• **Document excerpt**:
>> Start

He kept coming back to the same points.

Play hard. Play together.

The request might seem overly simplistic for college basketball players owning a wealth of ability, but Dave Rice knows that continuity most often comes before prosperity.

You can’t run before you walk and you can’t run to the level Rice desires before you’re comfortable with the guys around you.

“We’re going to make mistakes early on playing the pace we want and I can live with that,” Rice said. “We have a ways to go. But it’s critically important that if we’re going to make progress and get better, I have to do a good job managing things like us playing hard and together. We have a number of new faces, but we also have depth. That gives me the opportunity to make sure guys understand the importance of playing hard.

“There is not a guy in our program that has been guaranteed a starting spot or one minute of playing time. The only thing that has been guaranteed all of them is the opportunity to be part of this program and to help us build it.”

He’s different entering a third season as head coach of his alma mater at UNLV, more demanding, less tolerant of those who don’t or won’t give maximum effort at all times.

The Rebels haven’t always done that under Rice. That’s ultimately on him. It’s all on him.

That’s the job.

The journey with this particular team begins at 8 p.m. today against Dixie State at the Thomas &Mack Center in the first of two exhibitions the Rebels will play before opening their season, two chances for Rice to see how those new faces react to lights being turned on and seats being filled.

>> End

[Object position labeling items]
>> Start

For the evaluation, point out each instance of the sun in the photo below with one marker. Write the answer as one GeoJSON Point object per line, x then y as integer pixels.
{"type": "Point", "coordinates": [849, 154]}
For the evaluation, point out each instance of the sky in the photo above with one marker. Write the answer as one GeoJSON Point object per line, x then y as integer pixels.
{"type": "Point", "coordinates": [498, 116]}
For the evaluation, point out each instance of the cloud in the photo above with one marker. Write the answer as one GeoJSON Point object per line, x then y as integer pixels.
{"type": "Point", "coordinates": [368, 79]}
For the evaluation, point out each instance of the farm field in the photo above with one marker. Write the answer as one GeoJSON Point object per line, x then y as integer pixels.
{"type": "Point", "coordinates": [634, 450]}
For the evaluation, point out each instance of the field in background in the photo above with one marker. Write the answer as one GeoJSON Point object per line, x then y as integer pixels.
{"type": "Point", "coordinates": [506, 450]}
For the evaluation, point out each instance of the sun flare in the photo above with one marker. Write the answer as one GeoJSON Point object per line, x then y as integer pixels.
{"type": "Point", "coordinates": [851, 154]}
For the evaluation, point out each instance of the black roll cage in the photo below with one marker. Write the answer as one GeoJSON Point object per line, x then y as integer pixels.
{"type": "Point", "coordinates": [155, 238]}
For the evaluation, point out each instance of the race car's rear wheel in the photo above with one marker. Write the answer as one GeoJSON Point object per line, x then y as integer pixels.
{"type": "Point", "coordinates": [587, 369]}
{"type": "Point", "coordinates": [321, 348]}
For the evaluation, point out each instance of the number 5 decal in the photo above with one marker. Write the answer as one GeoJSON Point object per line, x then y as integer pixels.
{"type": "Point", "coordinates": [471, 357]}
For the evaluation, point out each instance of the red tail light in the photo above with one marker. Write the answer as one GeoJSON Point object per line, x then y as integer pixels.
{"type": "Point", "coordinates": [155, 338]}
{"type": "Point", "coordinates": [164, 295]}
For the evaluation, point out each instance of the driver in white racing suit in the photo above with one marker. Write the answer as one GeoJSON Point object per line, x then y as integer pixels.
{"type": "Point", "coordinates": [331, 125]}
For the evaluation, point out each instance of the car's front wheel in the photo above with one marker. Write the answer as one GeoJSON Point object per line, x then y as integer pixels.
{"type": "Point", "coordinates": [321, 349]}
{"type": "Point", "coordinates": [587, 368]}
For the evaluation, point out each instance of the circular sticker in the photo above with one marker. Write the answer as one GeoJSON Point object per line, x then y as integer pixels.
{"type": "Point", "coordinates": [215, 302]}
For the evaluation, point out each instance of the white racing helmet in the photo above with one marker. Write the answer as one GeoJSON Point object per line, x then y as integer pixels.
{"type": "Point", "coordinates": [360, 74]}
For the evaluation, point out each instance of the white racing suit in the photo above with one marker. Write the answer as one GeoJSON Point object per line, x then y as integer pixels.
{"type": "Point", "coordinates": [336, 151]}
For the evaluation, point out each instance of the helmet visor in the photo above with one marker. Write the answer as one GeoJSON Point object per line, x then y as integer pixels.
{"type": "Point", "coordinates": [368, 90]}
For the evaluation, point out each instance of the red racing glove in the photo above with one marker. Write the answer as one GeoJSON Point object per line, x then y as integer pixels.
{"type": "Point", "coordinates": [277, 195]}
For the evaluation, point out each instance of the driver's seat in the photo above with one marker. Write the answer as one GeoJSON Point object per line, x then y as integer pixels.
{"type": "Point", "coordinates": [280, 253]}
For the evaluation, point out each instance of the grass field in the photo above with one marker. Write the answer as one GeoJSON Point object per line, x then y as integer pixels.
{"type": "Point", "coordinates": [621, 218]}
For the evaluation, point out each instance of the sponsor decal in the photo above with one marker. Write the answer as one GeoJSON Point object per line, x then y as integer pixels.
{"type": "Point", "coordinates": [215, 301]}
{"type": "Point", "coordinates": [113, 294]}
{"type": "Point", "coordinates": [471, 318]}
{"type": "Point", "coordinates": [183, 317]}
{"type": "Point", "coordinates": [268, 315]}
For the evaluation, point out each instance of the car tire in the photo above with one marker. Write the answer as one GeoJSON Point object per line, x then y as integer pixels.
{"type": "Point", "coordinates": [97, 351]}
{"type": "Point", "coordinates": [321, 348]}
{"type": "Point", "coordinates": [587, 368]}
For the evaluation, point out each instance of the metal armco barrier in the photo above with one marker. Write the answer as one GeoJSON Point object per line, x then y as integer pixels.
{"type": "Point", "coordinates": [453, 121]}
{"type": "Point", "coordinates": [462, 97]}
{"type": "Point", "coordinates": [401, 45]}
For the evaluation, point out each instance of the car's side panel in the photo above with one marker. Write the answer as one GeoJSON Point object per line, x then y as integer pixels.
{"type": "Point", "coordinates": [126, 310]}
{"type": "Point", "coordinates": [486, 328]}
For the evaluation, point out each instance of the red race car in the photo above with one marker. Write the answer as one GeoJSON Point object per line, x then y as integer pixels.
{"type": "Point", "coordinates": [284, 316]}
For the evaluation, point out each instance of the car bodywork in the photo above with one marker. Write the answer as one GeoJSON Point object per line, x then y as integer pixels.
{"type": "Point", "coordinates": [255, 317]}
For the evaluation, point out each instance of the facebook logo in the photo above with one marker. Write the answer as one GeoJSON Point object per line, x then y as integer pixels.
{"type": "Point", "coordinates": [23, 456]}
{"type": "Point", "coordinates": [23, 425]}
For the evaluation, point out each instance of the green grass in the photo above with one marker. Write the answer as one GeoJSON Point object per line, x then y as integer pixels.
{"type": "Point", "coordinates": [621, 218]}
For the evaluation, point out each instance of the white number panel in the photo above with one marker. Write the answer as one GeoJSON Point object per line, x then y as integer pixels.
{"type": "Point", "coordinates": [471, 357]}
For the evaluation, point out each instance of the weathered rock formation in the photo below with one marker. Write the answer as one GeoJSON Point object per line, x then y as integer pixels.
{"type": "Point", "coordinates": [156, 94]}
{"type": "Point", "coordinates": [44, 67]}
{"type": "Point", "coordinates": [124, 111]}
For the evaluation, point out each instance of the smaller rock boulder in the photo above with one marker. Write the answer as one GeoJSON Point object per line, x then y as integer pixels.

>> End

• **Directions**:
A) Name every person, team, and school that the basketball article identifies by name.
B) Carry the basketball article forward from its final sentence, keeping to the same reporting style.
The items are separate material from the basketball article.

• **Final answers**:
A) Dave Rice, UNLV, the Rebels, Dixie State

B)
Rice could have chosen the more traditional preseason route of college teams nowadays — play one exhibition and also a closed-door scrimmage against another major program — but decided instead to see his team compete in front of a crowd twice before doing it for real against Portland State on Nov. 8.

Makes sense. The Rebels are again a Mountain West contender on paper, but the next time a sheet of Mead wins anything will be the first. Two starters return to a roster that will include 10 new players, meaning who fits where and for how long on the floor each night won’t be decided in the short term.

“I think it’s going to be important for us to see different rotations and combinations and for guys to understand that if they don’t play hard, they won’t play,” Rice said. “We have a number of guys who have never played at this level. But I like the mindset that we will run and press and push tempo. We have a group that was recruited to that system. Conditioning has been a huge emphasis for us. We’re not in as good a shape as we need to be, but our guys have worked hard. I like our group.”

As long as — once again — it plays hard and together.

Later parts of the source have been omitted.